Segment Start: Dataset
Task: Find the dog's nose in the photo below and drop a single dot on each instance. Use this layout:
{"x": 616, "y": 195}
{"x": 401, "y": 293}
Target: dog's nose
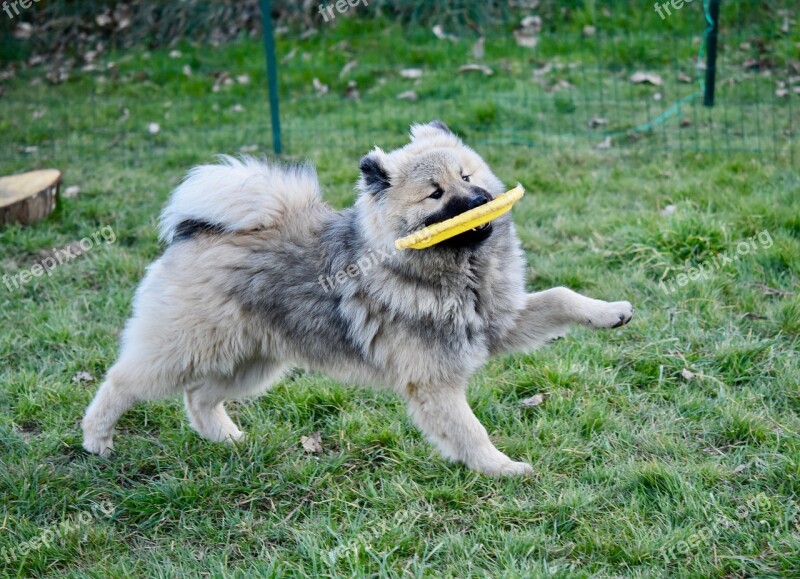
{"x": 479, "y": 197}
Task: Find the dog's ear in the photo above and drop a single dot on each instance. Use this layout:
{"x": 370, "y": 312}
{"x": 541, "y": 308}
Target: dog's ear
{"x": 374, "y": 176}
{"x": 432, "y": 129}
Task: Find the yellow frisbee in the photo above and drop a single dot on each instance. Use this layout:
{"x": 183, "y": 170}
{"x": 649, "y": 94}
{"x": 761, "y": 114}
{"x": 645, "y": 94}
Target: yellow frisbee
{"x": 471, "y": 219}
Segment End: Dataset
Segment Start: Dataset
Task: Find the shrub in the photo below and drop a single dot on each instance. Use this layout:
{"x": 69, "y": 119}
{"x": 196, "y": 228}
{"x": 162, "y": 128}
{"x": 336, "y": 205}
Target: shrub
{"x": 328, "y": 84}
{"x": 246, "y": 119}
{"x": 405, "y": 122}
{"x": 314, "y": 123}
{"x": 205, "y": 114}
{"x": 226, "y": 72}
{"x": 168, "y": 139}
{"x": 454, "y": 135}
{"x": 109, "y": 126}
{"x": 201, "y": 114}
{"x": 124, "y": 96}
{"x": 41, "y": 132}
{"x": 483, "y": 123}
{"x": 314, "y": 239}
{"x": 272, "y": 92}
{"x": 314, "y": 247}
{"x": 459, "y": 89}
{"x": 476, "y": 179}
Segment End: Dataset
Segment Start: Dataset
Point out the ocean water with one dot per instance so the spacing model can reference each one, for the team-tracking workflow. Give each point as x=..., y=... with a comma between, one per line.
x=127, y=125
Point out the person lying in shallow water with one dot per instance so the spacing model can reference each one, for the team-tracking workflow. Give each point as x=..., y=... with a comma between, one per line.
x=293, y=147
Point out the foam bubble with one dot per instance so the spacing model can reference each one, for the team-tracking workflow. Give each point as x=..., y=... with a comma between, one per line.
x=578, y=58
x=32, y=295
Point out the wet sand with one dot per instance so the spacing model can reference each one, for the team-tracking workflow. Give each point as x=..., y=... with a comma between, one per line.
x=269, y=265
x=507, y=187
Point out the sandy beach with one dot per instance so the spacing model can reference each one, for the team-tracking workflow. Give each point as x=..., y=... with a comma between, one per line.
Segment End: Dataset
Each line of the entries that holds "Find" should be counted, and only the total given.

(Exercise response): 4